**What the exercise asks**:
Print the listing below exactly, minus its pictures.

(Entries shown begins)

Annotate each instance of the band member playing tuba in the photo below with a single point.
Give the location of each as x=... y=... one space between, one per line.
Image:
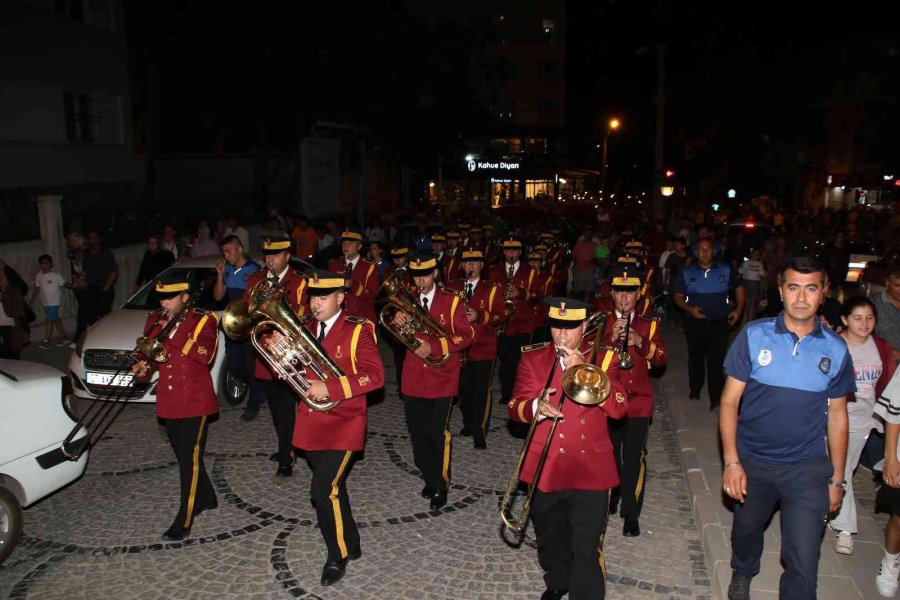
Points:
x=644 y=344
x=427 y=390
x=484 y=310
x=331 y=437
x=185 y=398
x=282 y=400
x=570 y=503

(Entries shown ends)

**Answer section**:
Annotate each instance of the band member playing tuba in the photo below with a single point.
Give the location of each as x=... y=... one space between, one per line.
Image:
Points:
x=644 y=344
x=427 y=390
x=484 y=310
x=331 y=437
x=185 y=398
x=282 y=400
x=570 y=503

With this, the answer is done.